- **CHALLENGE**
Print the rows below without any change, from the start of the rows through the line containing "x=400 y=267", both ends included.

[Begin DATASET EXTRACT]

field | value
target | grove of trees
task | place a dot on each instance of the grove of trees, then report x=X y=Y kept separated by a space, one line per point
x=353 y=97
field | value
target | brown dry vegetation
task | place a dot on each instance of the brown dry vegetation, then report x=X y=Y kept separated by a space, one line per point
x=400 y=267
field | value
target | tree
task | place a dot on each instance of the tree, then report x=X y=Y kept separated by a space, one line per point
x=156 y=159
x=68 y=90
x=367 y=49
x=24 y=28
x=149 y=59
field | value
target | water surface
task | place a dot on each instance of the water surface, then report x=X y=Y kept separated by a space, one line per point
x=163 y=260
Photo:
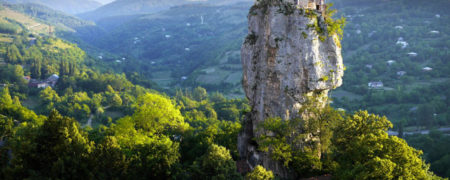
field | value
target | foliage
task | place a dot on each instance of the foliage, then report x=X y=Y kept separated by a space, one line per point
x=259 y=173
x=216 y=164
x=435 y=146
x=300 y=143
x=364 y=150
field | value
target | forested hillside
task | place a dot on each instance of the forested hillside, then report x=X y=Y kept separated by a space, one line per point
x=66 y=6
x=96 y=113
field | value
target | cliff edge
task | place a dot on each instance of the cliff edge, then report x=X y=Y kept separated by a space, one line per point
x=287 y=55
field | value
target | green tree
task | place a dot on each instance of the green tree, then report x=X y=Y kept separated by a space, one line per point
x=259 y=173
x=216 y=164
x=364 y=150
x=13 y=54
x=199 y=94
x=58 y=149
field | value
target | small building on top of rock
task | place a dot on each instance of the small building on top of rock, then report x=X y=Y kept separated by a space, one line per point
x=318 y=5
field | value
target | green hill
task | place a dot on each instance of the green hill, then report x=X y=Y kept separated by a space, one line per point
x=66 y=6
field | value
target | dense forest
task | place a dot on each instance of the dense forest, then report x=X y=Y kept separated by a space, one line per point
x=105 y=119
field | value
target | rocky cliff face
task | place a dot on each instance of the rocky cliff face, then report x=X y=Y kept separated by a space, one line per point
x=284 y=59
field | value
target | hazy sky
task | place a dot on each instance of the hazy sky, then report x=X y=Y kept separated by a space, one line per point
x=104 y=1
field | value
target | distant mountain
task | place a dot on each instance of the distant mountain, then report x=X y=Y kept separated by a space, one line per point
x=133 y=7
x=66 y=6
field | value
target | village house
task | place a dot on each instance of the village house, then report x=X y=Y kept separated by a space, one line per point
x=27 y=78
x=318 y=5
x=38 y=84
x=375 y=84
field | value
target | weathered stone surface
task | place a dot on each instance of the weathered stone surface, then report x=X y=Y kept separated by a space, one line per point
x=283 y=60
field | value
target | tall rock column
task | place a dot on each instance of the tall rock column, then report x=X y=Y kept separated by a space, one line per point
x=287 y=55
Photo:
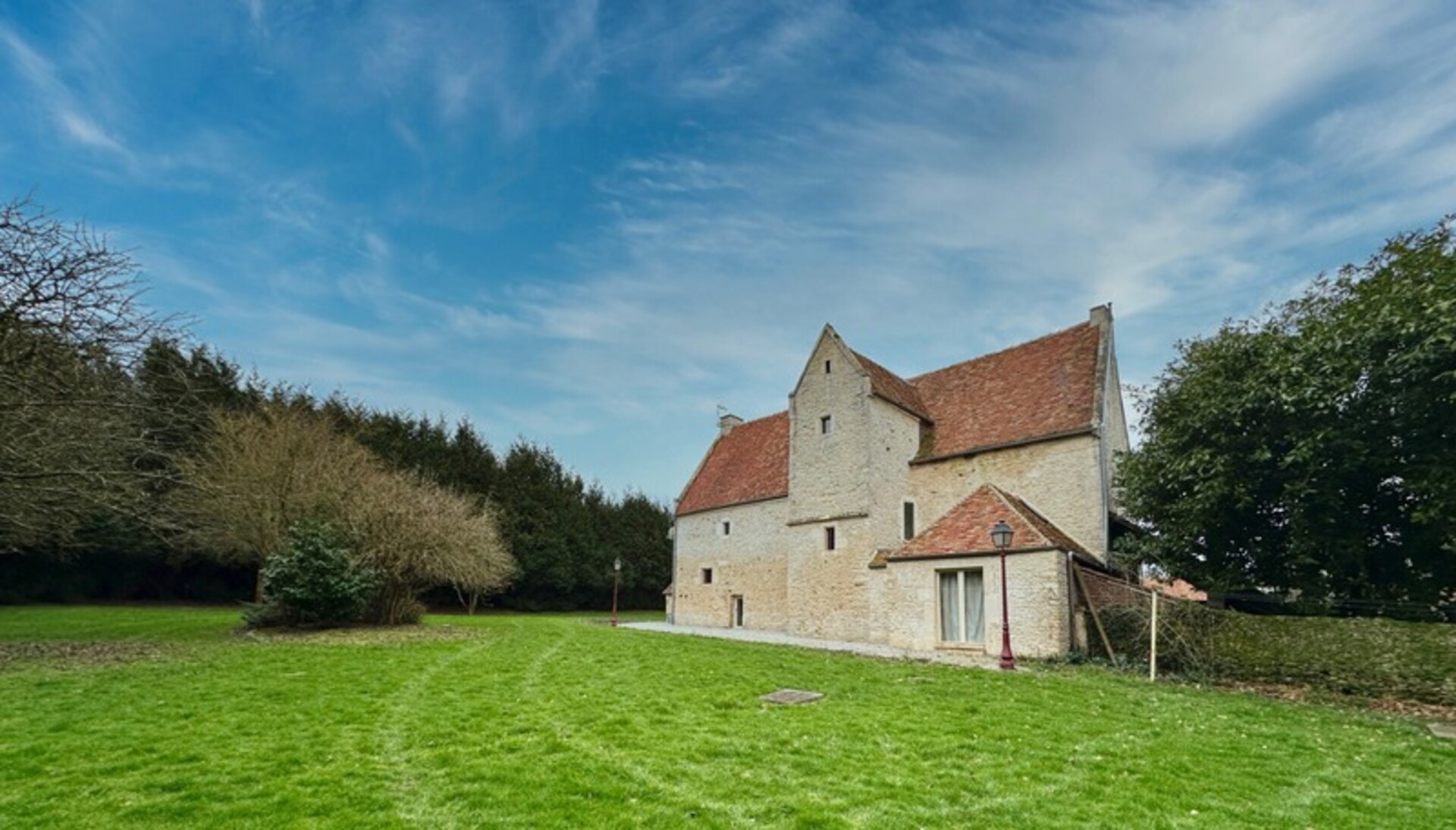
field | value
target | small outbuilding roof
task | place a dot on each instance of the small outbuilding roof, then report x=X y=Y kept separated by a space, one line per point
x=967 y=529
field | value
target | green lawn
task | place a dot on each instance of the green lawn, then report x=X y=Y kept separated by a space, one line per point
x=150 y=717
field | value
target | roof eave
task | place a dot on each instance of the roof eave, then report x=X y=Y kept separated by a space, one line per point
x=756 y=500
x=971 y=554
x=1087 y=430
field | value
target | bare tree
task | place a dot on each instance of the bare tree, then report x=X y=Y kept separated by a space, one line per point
x=262 y=472
x=419 y=535
x=72 y=326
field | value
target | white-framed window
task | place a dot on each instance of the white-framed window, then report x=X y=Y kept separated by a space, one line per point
x=962 y=599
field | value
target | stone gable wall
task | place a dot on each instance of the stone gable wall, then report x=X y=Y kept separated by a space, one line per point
x=908 y=608
x=829 y=473
x=750 y=561
x=1062 y=479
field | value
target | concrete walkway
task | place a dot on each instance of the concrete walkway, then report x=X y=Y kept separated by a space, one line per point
x=862 y=649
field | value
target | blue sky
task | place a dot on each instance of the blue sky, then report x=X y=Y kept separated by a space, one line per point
x=592 y=223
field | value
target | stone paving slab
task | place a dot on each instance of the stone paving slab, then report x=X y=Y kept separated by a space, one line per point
x=780 y=638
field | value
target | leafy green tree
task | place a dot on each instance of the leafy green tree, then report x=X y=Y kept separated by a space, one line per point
x=1312 y=449
x=315 y=580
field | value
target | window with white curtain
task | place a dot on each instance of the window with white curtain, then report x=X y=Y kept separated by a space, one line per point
x=963 y=606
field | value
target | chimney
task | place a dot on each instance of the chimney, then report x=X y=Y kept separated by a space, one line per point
x=727 y=421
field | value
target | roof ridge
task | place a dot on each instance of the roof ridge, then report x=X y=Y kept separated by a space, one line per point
x=1059 y=332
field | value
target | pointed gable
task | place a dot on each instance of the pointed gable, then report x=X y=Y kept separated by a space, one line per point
x=1034 y=391
x=748 y=464
x=967 y=529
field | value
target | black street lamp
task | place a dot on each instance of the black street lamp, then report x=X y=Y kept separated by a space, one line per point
x=617 y=580
x=1001 y=538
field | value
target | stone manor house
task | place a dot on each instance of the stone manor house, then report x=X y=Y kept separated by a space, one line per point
x=864 y=511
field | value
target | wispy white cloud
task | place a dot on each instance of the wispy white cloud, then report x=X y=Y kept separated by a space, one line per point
x=69 y=114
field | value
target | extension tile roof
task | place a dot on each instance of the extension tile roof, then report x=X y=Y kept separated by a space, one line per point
x=967 y=529
x=748 y=464
x=1034 y=391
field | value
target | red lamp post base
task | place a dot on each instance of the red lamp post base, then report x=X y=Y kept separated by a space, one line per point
x=1008 y=660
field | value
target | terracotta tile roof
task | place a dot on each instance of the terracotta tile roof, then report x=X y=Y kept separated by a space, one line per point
x=893 y=388
x=748 y=464
x=967 y=527
x=1036 y=389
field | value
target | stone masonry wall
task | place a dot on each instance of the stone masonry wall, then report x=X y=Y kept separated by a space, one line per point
x=748 y=561
x=1060 y=479
x=829 y=473
x=908 y=608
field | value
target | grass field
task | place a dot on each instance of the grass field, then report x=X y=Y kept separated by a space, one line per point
x=165 y=717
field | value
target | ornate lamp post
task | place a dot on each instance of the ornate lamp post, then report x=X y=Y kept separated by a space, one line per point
x=1001 y=538
x=617 y=580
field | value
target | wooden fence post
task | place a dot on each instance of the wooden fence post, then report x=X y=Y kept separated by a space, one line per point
x=1152 y=647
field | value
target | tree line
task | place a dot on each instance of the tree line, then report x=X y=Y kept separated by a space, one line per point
x=1310 y=453
x=139 y=465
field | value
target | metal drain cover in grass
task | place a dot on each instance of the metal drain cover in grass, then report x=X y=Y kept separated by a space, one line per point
x=789 y=696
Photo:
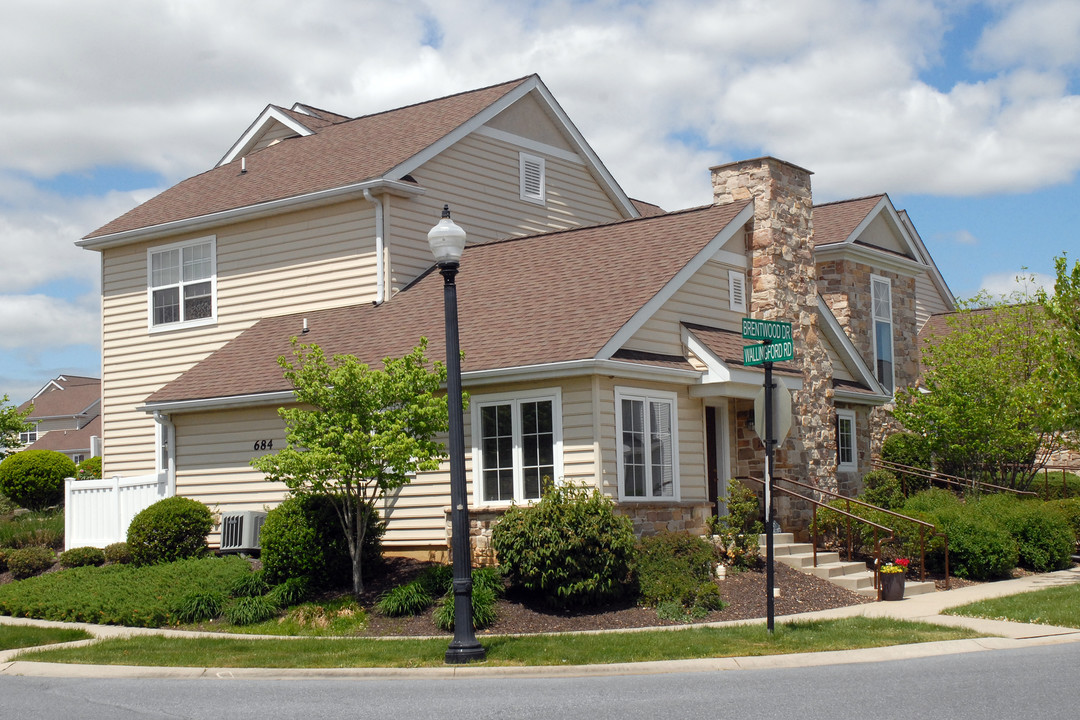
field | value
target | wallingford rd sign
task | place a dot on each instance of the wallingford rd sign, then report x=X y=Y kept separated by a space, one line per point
x=779 y=345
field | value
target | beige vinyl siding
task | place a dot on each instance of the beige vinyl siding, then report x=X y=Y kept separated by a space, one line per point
x=478 y=179
x=703 y=299
x=928 y=300
x=311 y=259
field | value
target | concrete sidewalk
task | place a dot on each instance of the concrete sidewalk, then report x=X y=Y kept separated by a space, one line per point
x=925 y=608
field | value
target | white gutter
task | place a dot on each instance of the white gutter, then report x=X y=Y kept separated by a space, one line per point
x=247 y=213
x=379 y=272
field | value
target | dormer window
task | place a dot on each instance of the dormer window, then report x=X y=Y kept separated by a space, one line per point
x=881 y=299
x=181 y=284
x=532 y=178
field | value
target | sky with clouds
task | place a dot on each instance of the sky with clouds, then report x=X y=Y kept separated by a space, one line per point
x=967 y=113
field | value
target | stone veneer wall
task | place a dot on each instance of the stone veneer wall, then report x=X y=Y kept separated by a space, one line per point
x=845 y=285
x=784 y=286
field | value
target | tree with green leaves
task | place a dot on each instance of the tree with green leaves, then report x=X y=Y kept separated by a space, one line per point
x=12 y=422
x=358 y=433
x=991 y=404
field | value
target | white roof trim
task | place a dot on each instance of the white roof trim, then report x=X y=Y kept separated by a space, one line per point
x=849 y=355
x=248 y=212
x=490 y=111
x=255 y=131
x=646 y=311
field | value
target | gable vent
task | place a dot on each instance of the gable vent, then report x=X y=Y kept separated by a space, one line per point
x=531 y=178
x=737 y=290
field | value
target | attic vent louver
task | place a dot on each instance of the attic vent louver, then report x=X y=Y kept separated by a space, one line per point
x=532 y=180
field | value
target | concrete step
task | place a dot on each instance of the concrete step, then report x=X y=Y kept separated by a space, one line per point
x=836 y=569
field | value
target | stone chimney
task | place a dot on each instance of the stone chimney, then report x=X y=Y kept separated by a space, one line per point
x=784 y=286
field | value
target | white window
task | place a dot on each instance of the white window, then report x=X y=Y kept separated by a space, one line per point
x=881 y=298
x=646 y=431
x=181 y=284
x=846 y=458
x=517 y=445
x=532 y=178
x=737 y=290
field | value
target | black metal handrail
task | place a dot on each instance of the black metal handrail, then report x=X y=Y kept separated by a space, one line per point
x=934 y=476
x=923 y=527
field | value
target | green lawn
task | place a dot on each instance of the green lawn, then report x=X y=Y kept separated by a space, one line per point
x=26 y=636
x=1054 y=606
x=815 y=636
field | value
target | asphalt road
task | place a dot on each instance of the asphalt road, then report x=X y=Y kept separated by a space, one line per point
x=1031 y=682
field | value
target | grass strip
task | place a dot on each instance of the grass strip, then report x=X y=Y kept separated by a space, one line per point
x=807 y=636
x=1053 y=606
x=26 y=636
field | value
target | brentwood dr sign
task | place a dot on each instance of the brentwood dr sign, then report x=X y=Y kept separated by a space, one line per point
x=779 y=345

[End DATASET EXTRACT]

- **EXERCISE SOLUTION**
field | value
target | grove of trees
task | place a dot on each instance of the grove of trees, then report x=X y=Y kept separated by a space, one line per point
x=353 y=97
field | value
target | brown dry vegetation
task | place a dot on each instance of the brown dry vegetation, then report x=X y=Y kept separated by a space, one line per point
x=400 y=267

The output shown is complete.